↓↓↓

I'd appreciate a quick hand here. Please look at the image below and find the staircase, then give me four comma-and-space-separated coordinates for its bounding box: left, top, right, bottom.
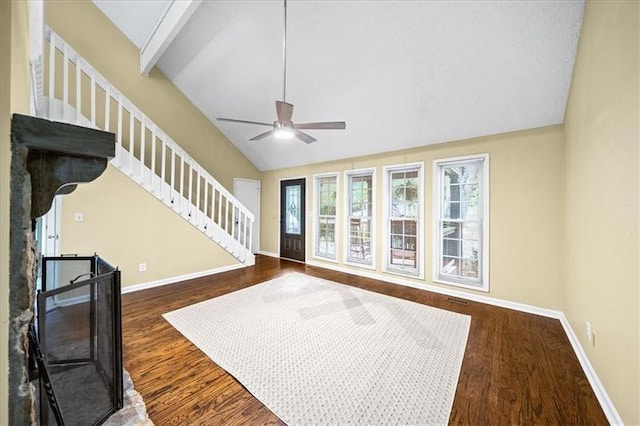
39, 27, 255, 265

↑↑↑
↓↓↓

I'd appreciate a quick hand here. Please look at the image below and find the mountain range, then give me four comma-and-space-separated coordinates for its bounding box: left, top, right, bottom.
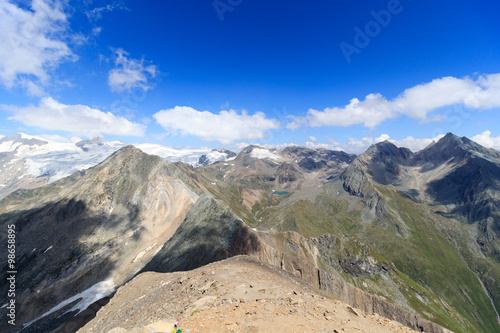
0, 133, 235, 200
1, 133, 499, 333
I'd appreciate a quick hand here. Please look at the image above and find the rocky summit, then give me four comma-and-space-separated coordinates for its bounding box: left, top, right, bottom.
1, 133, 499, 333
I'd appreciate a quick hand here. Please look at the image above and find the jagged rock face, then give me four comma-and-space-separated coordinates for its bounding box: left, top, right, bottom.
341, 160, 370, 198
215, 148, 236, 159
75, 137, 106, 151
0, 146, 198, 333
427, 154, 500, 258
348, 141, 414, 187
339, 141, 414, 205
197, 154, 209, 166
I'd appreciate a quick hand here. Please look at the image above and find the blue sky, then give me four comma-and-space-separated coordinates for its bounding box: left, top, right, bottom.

↑↑↑

EXERCISE REQUIREMENTS. From the line containing "find the mountain" through the line containing "find the blue", copy every line above exactly, without pictures.

EXERCISE OUTPUT.
I'd appreciate a quick hand here. Please look at the image below and find the mountain range, then give me four comma-and-space-separated coordinates for its bounding box: left, top, right, bottom.
0, 133, 235, 200
1, 133, 499, 333
I'd appreciate a quick hand here. Please look at the image above and find the rocky summit, then give me four comma-and-space-separated coordinates for its bounding box: left, top, right, bottom.
1, 133, 499, 333
I'd appreciate a quick hand here. Please look at the image above and find the jagged rock face, then give me four comma-and-space-separated coordinates for its bounding box: left, top, right, bottom.
341, 160, 370, 198
215, 148, 236, 159
75, 137, 106, 151
0, 146, 198, 333
427, 154, 500, 258
348, 141, 414, 187
339, 141, 414, 205
197, 154, 209, 166
I'd appreciate a quick hand here. Please look at the image above and find the blue sky, then give me four comma-and-space-separated coordinates for its bounding box: left, top, right, bottom.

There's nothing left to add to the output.